---- AUSGEWÄHLTER TEXT

Der vielversprechende und aufstrebende junge Dirigent Maxim Emelyanychev erwies sich als Glücksfall am Pult des auf historischem Instrumentarium spielenden Ensemble Il pomo d’oro. Zudem begleitete er die Sänger in den Rezitativen auf dem Cembalo. Emelyanychev verfügt über ein sehr gutes Gespür für Händels Musik und lässt durch sein dynamisches Dirigat sein Ensemble auf Hochtouren spielen. Gute Leistung auch vom Il-pomo-d’oro-Chor und vom Solisten Massimo Lombardi, der aus dem Chor heraus die kleine Rolle des Boten sang. Ein großartiger Konzertabend und ein wenig gespieltes Werk aus Händels Spätphase, das man heute in einer makellosen Interpretation erleben durfte.
Weltklasse im Ettelbrücker CAPE
Leider muss man immer wieder feststellen, dass sich die Luxemburger Musik-Bourgeoisie nicht gerne bewegt. Wie letztens eine Dame der gehobenen Gesellschaft neben mir sagte: „Wir kommen nicht zu den normalen Konzerten, wir kommen nur zu den Events.“ Womit wohl eher die Stardirigenten und weltbekannten Orchester gemeint waren. Denn sonst wäre diese Dame sicher beim Konzert des Modigliani-Quartetts im Ettelbrücker CAPE anwesend gewesen.

--------
---- QUELLENMATERIAL

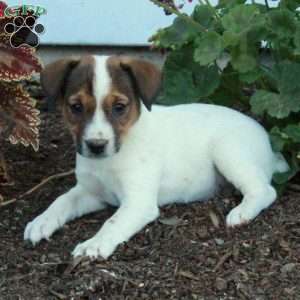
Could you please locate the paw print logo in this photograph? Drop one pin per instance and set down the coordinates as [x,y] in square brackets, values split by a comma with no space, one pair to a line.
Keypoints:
[24,31]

--------

KURZE AUFGABE
Führe die Konzertkritik im gleichen Ton weiter, direkt im Anschluss an ihren letzten Satz.

AUSGABE
Vor knapp 50 Zuhörern spielte dieses Ausnahme-Ensemble am 26. November die Streichquartette Nr. 11 D 353 op.125/2 und Nr.14 D 810 „Der Tod und das Mädchen“ sowie Bela Bartoks kurzes Streichquartett Nr. 3. Das Modigliani-Quartett gehört zweifelsohne zu den besten Quartettformationen der Gegenwart und begeistert immer wieder durch spannende und außergewöhnliche Interpretationen. Dass die vier Musiker keine Grenzen scheuen und bei ihrem Spiel gerne aufs Ganze gehen, das konnte man auch beim Ettelbrücker Konzert ganz deutlich spüren.
Mit unheimlichem Elan stürzte sich das Quartett in die Musik von Schubert und zeigte beim Op. 125/2 einen sehr markanten, männlichen, virilen Komponisten. Das Bild von dem zerbrechlichen, kranken Schubert bestimmt ja heute bei uns allen noch unbewusst, wie wir Schubert zu hören haben. Von Wehleid war dann auch bei der Interpretation des Modigliani-Quartetts nicht zu spüren. Quasi ideal fügte sich das moderne, einsätzige Streichquartett Nr. 3 von Bela Bartok zwischen den beiden Schubert-Werken ein. Auch hier gingen die Musiker bis an Grenzen und zeigten klangliche wie spielerische Extreme auf.
Grandios im Aufbau, tief empfunden im Andante und wild im Finale, so zerrissen zwischen musikalischer Schönheit und expressiver Dramatik hat man das Werk selten gehört. Wie ein Teufelsritt mutete da der virtuos gespielte Schlusssatz an, der nicht nur der Interpretation das letzte i-Tüpfelchen aufsetzte, sondern zugleich das spieltechnische Können des Ensembles in allen Bereichen unterstrich. Für das begeisterte Publikum spielte das Modigliani-Quartett dann noch als Zugabe den 2. Satz Andante aus dem 4. Streichquartett von Franz Schubert.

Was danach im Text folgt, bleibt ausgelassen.